Supplied passage –
Experience 1: Small flow in production trumps everything

TDD is dead. Don't get me wrong, test is a good thing. It is like daily physical workout, it keeps your body fit. However, what most people want is just a system not bleeding all the time. When you actually have a system at the edge of crashing every day, adding test should NEVER be your first priority. The golden tool in the internet business: small flow in production. Nothing is more convincing than it is actually working in production.

Isn't we are already doing small flow release every day? Turns out, we are not doing it enough. With everything coupled in one module, you only can at most do 4 small flow release, with 4 hour each to verify it is actually working. This is not enough, given there are so many changes coming into the big ball of mud. The most important result of SOA decoupling, is not blah, blah, blahhh. It is allowing you to have more modules to do small flow release. This way, we can multiple module doing online testing, giving the new code more time to test itself.

Isn't the test irrelevant? NO. It is still a good practice. When keep a system from crashing is no longer your daily business. Keeping your developer happy is important then. Modifying a PHP source file without the ability to run in test environment, only to find out you mis-spelled a method call causing PHP error in production is NOT a fun experience. Even we have small flow to contain the damage, the release/roll back process is still time consuming and frustrating. Without a good test suite, you can not expect your developers will be brave enough to do the right thing (I mean actually refactoring the code to fit the business model)

But, let's face the cold fact. It doesn't matter. Small flow in production trumps everything. Everything comes second.

Experience 2: Single module test matters

My principle is really simple. The test should cover the business rule, not the code. The test should guard against the business from financial loss, to ensure the main business  process will continue after every release.

My principle is still rock solid. But it does not mean the test should ONLY do that. I didn't get it in the first time. I thought, why are you guys creating test for a single module, and mocks everything around it? I blame the team structure for that. Because the team is setup in solo, so they only care for their own business. So, in the end, no one is responsible for the whole process with every components assembled together.

Directive 1 –
For each statement below, (a), (b) and (c), answer yes or no on whether it agrees with the post on small flow releases, and quote the words from the post that decide it. (a) With everything coupled in one module, at most 4 small flow releases can be done. (b) For a system at the edge of crashing every day, adding tests should be the first priority. (c) The author's principle is that tests should cover the code rather than the business rule.
Directive 2 –
Copy from the post on small flow releases the section that starts with the words containing "Experience 1: Small" and ends with "working in production.".

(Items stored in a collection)
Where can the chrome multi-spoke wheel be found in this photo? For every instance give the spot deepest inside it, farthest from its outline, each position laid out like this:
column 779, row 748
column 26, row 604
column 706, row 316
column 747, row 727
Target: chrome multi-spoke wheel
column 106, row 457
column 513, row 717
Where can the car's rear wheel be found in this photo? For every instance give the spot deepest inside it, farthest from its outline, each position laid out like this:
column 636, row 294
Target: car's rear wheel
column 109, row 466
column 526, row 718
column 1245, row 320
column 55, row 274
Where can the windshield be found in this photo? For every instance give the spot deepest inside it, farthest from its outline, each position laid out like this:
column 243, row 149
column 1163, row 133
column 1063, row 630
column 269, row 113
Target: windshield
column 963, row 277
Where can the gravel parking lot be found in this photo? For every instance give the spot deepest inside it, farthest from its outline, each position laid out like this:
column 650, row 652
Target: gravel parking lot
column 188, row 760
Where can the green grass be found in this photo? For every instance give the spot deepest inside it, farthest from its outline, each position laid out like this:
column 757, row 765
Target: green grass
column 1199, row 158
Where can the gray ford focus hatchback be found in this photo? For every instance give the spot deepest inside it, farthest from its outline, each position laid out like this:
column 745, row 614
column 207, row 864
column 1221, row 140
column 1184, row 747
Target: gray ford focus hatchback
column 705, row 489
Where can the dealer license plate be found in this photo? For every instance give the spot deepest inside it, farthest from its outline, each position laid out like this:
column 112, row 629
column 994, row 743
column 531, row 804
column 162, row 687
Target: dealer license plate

Exercise response 1 –
(a) Yes: "With everything coupled in one module, you only can at most do 4 small flow release, with 4 hour each to verify it is actually working."
(b) No: "When you actually have a system at the edge of crashing every day, adding test should NEVER be your first priority."
(c) No: "The test should cover the business rule, not the code."

Exercise response 2 –
Experience 1: Small flow in production trumps everything

TDD is dead. Don't get me wrong, test is a good thing. It is like daily physical workout, it keeps your body fit. However, what most people want is just a system not bleeding all the time. When you actually have a system at the edge of crashing every day, adding test should NEVER be your first priority. The golden tool in the internet business: small flow in production. Nothing is more convincing than it is actually working in production.